What you need to do →
Please restate the data that follows word for word, with the pictures left out.

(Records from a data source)
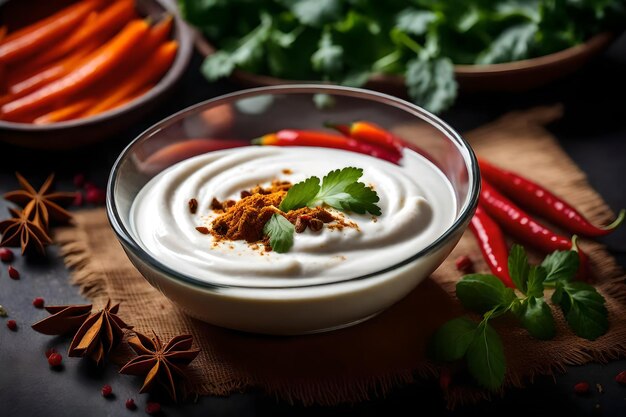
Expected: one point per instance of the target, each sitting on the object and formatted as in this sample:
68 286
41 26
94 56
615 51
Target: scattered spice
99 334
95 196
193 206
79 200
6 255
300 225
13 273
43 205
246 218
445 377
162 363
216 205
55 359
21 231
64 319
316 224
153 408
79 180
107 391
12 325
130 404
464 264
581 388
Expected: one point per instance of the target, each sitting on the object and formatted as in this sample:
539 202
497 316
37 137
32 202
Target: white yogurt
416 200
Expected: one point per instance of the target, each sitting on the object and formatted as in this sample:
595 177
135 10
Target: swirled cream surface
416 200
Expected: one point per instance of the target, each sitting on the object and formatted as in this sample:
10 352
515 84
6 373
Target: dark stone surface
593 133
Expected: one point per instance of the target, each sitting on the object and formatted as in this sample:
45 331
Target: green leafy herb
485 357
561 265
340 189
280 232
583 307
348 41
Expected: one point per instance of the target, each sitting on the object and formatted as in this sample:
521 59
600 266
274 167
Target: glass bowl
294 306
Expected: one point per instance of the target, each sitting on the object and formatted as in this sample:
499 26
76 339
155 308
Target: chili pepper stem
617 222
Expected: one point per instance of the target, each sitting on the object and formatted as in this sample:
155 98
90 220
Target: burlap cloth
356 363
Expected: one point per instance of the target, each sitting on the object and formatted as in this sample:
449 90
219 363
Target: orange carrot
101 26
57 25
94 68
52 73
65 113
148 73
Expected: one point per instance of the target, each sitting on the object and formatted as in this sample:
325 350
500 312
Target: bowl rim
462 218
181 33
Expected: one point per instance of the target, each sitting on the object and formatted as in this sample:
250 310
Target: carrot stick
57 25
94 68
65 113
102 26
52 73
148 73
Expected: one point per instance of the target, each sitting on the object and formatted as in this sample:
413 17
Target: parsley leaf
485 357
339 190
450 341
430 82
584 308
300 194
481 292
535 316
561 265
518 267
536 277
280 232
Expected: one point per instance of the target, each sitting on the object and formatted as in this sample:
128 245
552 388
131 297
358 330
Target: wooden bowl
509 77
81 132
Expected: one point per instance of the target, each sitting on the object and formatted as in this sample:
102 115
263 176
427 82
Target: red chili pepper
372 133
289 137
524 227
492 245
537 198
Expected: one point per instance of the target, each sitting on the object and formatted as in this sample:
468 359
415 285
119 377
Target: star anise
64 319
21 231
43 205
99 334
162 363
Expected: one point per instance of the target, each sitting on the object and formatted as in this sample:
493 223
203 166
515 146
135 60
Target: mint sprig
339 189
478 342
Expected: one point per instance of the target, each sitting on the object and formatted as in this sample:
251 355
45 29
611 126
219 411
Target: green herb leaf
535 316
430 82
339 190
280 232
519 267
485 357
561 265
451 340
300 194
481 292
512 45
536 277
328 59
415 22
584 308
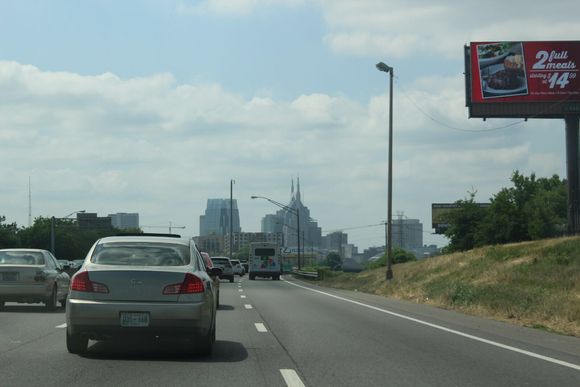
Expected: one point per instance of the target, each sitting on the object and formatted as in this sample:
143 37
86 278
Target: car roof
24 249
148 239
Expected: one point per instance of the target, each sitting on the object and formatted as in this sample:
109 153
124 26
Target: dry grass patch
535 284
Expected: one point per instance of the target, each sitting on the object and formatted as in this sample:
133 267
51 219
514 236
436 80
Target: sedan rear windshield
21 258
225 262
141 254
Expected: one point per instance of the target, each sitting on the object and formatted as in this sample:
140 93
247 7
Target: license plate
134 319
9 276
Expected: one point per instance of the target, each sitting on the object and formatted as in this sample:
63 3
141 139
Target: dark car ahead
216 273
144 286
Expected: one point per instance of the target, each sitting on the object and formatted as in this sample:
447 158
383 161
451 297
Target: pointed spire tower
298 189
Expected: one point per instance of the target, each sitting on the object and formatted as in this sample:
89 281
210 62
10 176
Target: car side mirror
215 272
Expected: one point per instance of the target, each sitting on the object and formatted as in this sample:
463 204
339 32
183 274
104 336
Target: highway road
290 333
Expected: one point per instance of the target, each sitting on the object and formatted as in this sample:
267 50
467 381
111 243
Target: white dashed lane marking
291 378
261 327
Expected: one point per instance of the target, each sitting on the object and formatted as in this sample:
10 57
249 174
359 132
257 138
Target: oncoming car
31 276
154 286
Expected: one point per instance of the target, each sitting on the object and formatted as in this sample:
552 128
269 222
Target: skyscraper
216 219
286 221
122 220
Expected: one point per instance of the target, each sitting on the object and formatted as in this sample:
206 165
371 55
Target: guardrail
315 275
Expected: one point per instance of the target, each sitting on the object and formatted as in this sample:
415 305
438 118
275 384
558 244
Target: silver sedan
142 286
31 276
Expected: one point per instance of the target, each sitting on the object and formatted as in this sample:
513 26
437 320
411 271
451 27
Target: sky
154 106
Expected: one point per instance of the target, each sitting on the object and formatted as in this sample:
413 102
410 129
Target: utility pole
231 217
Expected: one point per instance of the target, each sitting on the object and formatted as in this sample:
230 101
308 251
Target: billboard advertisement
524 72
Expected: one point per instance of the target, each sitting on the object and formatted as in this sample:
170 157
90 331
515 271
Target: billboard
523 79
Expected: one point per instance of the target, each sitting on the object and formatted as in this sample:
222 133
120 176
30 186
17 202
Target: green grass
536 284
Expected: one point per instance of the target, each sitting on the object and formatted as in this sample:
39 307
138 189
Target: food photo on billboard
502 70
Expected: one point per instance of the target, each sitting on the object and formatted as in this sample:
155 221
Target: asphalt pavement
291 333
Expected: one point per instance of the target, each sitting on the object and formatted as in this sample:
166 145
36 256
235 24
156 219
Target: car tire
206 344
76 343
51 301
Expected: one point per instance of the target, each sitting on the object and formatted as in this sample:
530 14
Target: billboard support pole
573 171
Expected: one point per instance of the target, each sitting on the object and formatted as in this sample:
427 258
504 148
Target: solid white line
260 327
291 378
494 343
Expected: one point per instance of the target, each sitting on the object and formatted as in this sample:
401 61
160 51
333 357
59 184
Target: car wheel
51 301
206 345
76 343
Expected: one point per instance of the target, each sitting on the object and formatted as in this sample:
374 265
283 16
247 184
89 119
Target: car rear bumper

Completed task →
Expected: one point per instance of the target, each sitting on the object and formatted as in this sample:
68 286
41 26
94 56
615 51
Target: scattered spice
99 334
95 196
193 206
79 200
6 255
300 225
13 273
43 205
246 218
445 377
162 363
216 205
55 359
21 231
64 319
316 224
153 408
79 180
107 391
12 325
130 404
464 264
581 388
Expected: one point per instance of the target, each sitting on the object and formatted as in this sample:
539 202
497 316
37 137
32 202
Target: white yogurt
416 200
Expected: one point per instance of the target, each sitting on the object and formatted as in this sample:
595 177
135 10
Target: swirled cream surface
416 200
Expected: one point per instance of the target, each sitting on the object and formatted as in this sample:
10 352
515 84
6 373
Target: dark stone surface
593 133
Expected: one point per instance of the target, each sitting on the object and formatted as in this sample:
45 331
Target: green leafy herb
485 357
561 265
340 189
280 232
583 307
348 41
Expected: one point per instance of the target, each sitting on the object and formatted as in this sample:
521 59
600 266
274 167
Target: glass bowl
294 306
Expected: one point per instance of the target, each sitting on the object and formatted as in this sample:
499 26
76 339
155 308
Target: chili pepper stem
617 222
Expected: one point per instance of the target, each sitting on the object and formatted as in this sample:
155 98
90 220
Target: burlap cloth
356 363
Expected: one point per instance of the target, each sitting on the object and formatted as in this sample:
449 90
219 363
Target: orange carrot
101 26
57 25
94 68
52 73
65 113
148 73
Expected: one point per instance of the target, each sitting on the object and formatted as in this sample:
325 350
500 312
Target: bowl rim
462 218
181 33
Expected: one point per instance of the target, each sitting on the object and formatted as in this sample:
250 310
Target: carrot stick
57 25
94 68
65 113
102 26
52 73
148 73
Expected: one point per instance of the target, each sitting on the object and formatted as in this sample:
413 17
Target: parsley leaf
485 357
339 190
450 341
430 82
584 308
300 194
481 292
535 316
561 265
518 267
536 277
280 232
Expected: one point per instance of the target, each sitting on the object and formatted as in this sample:
128 245
552 388
131 297
358 330
Target: wooden bowl
509 77
81 132
Expected: one point per instance of the target, each sitting on the object and formatted as in this sample:
102 115
263 176
427 82
Target: red chili pepper
372 133
289 137
524 227
492 245
537 198
Expected: one point per instance of the target, each sitting on the object and formatted as in this sample:
468 359
415 285
119 377
Target: star anise
64 319
21 231
43 205
99 334
162 363
Expected: one point per instance of the target, each sitting on the object and formatted as in this sample:
493 223
203 166
515 146
135 60
Target: mint sprig
339 189
478 342
Expected: one point per instance of the target, each sitting on the object and formatted as in this sample:
251 355
45 29
611 126
219 411
Target: green herb leaf
535 316
430 82
339 190
280 232
519 267
485 357
561 265
451 340
300 194
481 292
512 45
536 277
328 59
415 22
584 308
Expected: one point per instance of the target, each sitting on the object and formatted as in this sample:
143 37
86 278
Target: car roof
24 249
148 239
Expected: one point per instance of the target, each sitting on the object and formatted as in this sample:
109 153
124 26
Target: dry grass patch
535 284
Expected: one point per instance of the target, each sitting on the object and formatted as in this sample:
133 267
51 219
514 236
436 80
Target: sedan rear windshield
21 258
225 262
141 254
Expected: one point per instance of the target, each sitting on the object and formatted as in this sample:
140 93
247 7
Target: license plate
134 319
9 276
Expected: one point per instance of the target, each sitting on the object and formatted as in this sample:
63 3
141 139
Target: dark car ahead
216 273
144 286
Expected: one point per instance of the target, each sitting on the object and formatted as in this sample:
447 158
383 161
451 297
Target: pointed spire tower
298 189
Expected: one point per instance of the target, each sitting on the object and formatted as in this sample:
89 281
210 62
10 176
Target: car side mirror
215 272
Expected: one point per instance of the target, each sitting on the object and formatted as in this sample:
463 204
339 32
183 274
104 336
Target: highway road
290 333
Expected: one point per instance of the target, each sitting on the object and formatted as in this sample:
267 50
467 381
111 243
Target: white dashed lane marking
291 378
261 327
Expected: one point per instance of the target, each sitting on the object and formatted as in this sample:
10 57
249 174
359 132
257 138
Target: oncoming car
31 276
154 286
Expected: one point per instance of the target, each sitting on the object and formatted as in this sample:
552 128
269 222
Target: skyscraper
216 219
286 221
122 220
Expected: one point per instance of the target, each sitting on the object and formatted as in this sample:
206 165
371 55
Target: guardrail
315 275
Expected: one point per instance of the target, each sitting on the object and formatted as in this sample:
415 305
438 118
275 384
558 244
Target: silver sedan
142 286
31 276
Expected: one point per instance of the target, each sitting on the object and formatted as in this sample:
513 26
437 320
411 271
451 27
Target: sky
154 106
Expected: one point per instance of the target, each sitting on the object and formatted as in this sample:
413 102
410 129
Target: utility pole
231 217
Expected: one point per instance of the target, each sitting on the object and formatted as in this sample:
230 101
308 251
Target: billboard advertisement
524 72
Expected: one point per instance of the target, each sitting on the object and formatted as in this sample:
170 157
90 331
515 271
Target: billboard
523 79
Expected: one point per instance of the target, each sitting on the object and formatted as in this sample:
222 133
120 176
30 186
17 202
Target: green grass
536 284
Expected: one point per instance of the target, each sitting on the object and formatted as in this sample:
39 307
138 189
Target: food photo on billboard
502 70
Expected: one point per instance of the target, each sitting on the object and formatted as in this sample:
155 221
Target: asphalt pavement
291 333
Expected: one point per instance of the target, each sitting on the object and formatted as in this sample:
166 145
36 256
235 24
156 219
Target: car tire
206 344
76 343
51 301
Expected: one point per instance of the target, each sitting on the object and formatted as in this sample:
530 14
Target: billboard support pole
573 171
Expected: one point per instance of the target, each sitting on the object and formatted as in this sample:
427 258
504 148
Target: solid white line
260 327
291 378
494 343
Expected: one point per instance of the target, each sitting on the object and formatted as in this sample:
401 61
160 51
333 357
59 184
Target: car wheel
51 301
206 345
76 343
Expected: one point per instance of the target, each sitting on the object and formatted as in this sample:
374 265
283 16
247 184
89 119
Target: car rear bumper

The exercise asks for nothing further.